_WHAT YOU SHOULD DO:_ Produce an exact copy of the lines from the line containing "of the tree" through the last line of the listing below, both ends included, and nothing else.
═══ GIVEN INFORMATION ═══
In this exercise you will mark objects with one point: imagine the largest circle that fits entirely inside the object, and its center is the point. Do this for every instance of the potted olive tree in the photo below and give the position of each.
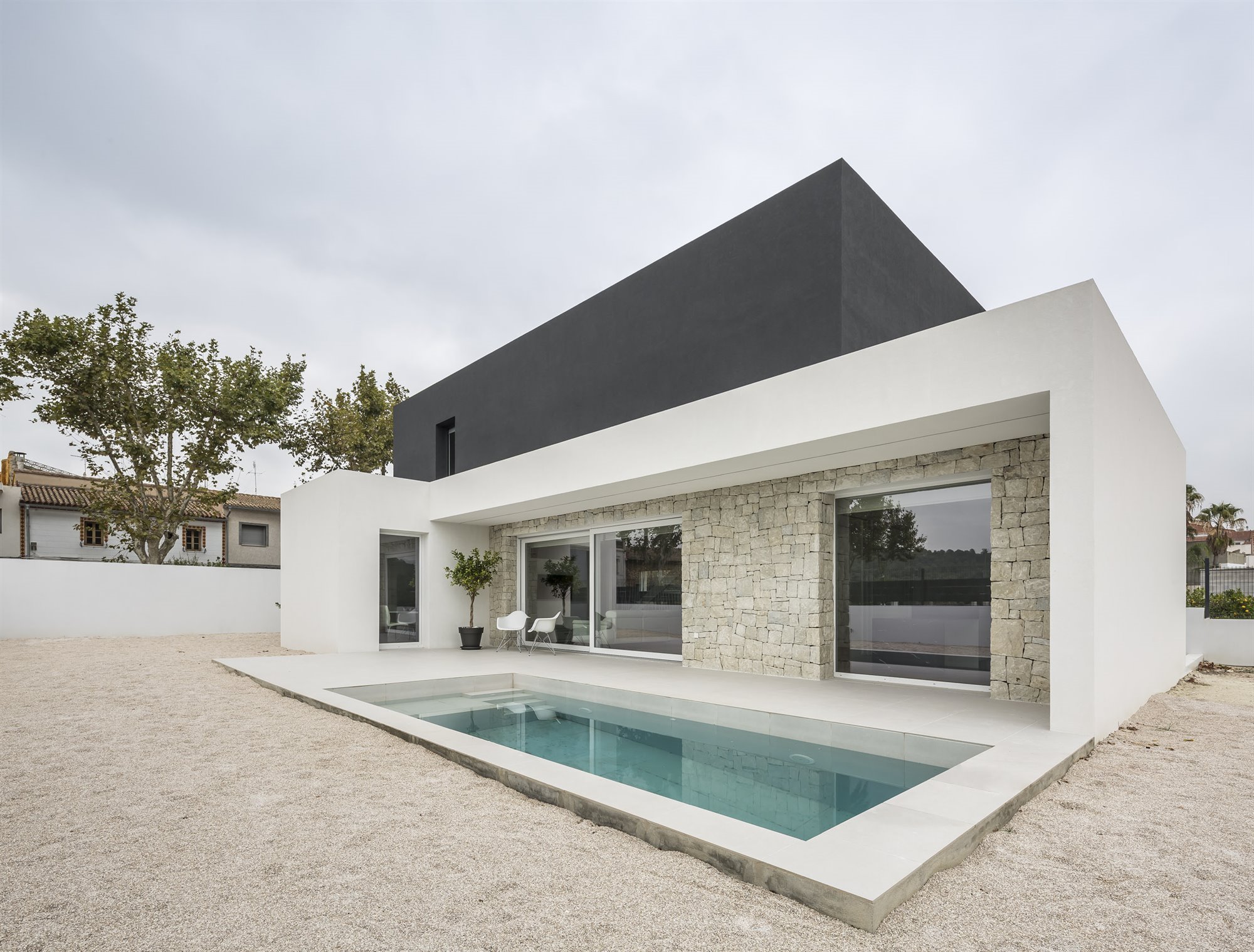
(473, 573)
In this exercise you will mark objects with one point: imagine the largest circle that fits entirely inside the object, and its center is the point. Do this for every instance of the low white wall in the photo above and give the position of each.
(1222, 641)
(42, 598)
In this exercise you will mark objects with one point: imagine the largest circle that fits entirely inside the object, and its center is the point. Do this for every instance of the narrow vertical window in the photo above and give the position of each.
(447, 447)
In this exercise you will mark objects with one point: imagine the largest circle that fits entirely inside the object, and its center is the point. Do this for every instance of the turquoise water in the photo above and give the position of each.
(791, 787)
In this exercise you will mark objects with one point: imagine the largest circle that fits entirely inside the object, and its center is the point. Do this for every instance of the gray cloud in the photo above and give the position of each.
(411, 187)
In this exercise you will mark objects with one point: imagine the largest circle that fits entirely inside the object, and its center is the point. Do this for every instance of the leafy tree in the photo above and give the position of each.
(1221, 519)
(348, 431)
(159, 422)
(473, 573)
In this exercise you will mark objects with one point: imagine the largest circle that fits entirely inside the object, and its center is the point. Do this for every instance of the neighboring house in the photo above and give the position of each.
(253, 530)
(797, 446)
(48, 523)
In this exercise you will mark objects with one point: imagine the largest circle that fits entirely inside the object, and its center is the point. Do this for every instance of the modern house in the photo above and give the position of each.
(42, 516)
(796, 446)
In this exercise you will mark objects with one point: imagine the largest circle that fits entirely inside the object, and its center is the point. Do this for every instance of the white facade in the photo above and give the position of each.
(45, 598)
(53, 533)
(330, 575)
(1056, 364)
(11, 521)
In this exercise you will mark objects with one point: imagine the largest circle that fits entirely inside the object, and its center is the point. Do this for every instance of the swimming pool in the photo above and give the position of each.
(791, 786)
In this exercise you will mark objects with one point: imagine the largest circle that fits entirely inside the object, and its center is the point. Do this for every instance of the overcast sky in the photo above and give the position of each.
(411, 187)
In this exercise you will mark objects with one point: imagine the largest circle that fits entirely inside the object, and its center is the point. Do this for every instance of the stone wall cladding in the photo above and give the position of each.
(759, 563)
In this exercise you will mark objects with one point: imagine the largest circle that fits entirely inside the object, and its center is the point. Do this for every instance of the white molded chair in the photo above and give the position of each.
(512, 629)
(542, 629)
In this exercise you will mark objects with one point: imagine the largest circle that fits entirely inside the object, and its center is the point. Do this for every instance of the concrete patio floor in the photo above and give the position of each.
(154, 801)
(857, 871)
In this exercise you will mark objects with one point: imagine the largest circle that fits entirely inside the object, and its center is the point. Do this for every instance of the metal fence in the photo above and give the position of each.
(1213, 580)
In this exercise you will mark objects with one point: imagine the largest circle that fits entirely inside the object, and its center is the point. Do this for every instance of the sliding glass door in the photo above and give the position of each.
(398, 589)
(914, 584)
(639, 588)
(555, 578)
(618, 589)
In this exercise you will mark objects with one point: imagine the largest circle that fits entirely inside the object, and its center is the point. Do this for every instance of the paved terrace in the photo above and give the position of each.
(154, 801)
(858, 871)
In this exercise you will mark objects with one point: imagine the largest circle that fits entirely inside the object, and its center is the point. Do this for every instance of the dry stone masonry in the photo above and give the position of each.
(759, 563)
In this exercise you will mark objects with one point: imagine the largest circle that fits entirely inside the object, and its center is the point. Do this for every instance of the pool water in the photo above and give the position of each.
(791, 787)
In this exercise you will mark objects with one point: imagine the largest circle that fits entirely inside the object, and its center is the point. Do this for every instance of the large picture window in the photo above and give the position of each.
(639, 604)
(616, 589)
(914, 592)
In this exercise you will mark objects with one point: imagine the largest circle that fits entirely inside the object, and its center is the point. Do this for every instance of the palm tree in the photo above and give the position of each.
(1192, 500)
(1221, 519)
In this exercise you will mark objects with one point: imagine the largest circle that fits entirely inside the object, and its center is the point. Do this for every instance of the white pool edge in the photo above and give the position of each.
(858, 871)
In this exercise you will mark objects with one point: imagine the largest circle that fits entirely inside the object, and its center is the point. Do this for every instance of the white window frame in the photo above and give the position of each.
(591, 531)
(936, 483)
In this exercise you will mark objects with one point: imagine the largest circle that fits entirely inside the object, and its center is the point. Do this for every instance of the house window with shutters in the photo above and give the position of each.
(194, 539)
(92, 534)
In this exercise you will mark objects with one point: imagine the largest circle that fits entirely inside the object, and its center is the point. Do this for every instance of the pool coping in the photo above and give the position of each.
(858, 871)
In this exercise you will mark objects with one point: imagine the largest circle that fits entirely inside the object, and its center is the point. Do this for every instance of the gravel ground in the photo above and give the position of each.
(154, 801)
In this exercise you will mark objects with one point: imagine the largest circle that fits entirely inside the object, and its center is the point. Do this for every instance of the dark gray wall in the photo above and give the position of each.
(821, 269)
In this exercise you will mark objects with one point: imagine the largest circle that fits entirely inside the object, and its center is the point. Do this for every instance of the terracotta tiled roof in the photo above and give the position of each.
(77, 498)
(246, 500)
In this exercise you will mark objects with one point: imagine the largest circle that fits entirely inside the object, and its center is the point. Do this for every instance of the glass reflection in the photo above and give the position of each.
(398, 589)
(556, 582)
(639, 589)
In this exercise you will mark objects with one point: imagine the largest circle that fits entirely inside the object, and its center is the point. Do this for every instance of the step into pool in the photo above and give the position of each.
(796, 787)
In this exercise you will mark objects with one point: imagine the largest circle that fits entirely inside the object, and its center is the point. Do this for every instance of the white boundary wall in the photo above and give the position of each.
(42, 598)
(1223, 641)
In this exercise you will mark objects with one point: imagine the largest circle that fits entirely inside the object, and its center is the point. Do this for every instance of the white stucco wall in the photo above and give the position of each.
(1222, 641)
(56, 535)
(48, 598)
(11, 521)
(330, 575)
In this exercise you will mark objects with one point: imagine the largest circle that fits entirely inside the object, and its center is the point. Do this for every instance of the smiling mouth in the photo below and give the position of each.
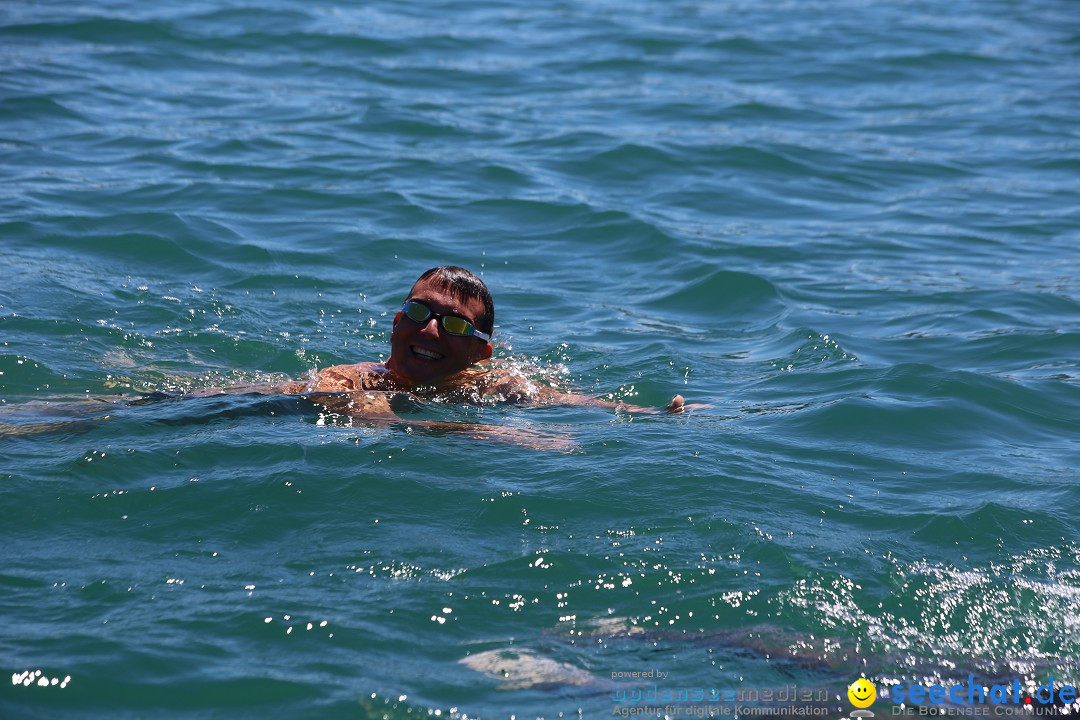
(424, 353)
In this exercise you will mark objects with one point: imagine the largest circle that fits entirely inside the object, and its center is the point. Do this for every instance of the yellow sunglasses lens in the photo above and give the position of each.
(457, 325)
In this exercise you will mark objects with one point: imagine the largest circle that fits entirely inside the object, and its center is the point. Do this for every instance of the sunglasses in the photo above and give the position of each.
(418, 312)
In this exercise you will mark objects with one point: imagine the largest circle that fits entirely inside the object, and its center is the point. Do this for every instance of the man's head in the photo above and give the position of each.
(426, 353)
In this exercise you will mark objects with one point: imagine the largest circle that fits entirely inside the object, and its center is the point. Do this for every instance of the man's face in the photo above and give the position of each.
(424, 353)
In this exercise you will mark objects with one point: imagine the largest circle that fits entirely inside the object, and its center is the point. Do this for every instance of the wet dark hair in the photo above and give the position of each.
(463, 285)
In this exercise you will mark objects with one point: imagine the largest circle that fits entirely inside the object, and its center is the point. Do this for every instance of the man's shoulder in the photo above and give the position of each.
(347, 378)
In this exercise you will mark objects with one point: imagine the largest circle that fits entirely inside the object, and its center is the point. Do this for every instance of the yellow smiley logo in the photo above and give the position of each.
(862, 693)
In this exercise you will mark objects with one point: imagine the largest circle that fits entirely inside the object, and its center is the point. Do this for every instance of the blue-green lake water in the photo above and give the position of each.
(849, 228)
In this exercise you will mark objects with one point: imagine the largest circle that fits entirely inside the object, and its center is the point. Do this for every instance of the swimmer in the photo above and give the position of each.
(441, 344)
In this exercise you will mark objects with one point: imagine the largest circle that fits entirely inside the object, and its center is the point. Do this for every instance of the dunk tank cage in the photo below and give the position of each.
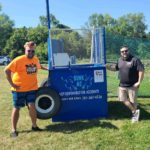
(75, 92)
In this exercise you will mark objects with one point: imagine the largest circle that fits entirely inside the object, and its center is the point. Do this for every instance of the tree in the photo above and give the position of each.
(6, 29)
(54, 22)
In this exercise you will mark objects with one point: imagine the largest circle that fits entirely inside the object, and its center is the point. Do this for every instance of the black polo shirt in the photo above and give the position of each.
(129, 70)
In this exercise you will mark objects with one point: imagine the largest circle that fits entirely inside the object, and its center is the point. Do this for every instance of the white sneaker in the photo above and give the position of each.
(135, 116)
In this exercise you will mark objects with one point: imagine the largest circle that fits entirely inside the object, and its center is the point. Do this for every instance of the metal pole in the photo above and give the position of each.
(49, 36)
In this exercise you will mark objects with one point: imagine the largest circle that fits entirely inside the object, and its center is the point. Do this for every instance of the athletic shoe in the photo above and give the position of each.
═══
_EXERCISE RESPONSE:_
In this exercise you will mark objects with one point: imagine the largest circle that fits entirely inside the object, and its center is the point. Do this for every instance of the tree in the photo above and give the position of each.
(6, 29)
(54, 22)
In this exercise you will mark objects with one point: imagine the largest circle that fits entirely inside the object, and its center is the point. Do this for every instance of the black polo shirt in the photo above and give the position of each.
(129, 70)
In this exercise you will mark objects with one point: imagine the largest circle that fits entirely inside the object, and its center is the point. Do this for every instance of the white sneaker in the photo above and give the position of each.
(135, 116)
In this exercise you will mark objects with one point: imagine the largest circle that fits entirely inside the object, and its center is the point. Do this for every instance of the metal pole in the photo above and give the position of each.
(49, 36)
In this exercise you will mark objects with one point: imagine the largest circle that fits entirely inside the object, and its center is the point. Do this for every instance of the athletic shoe in the photo above and give the position of each.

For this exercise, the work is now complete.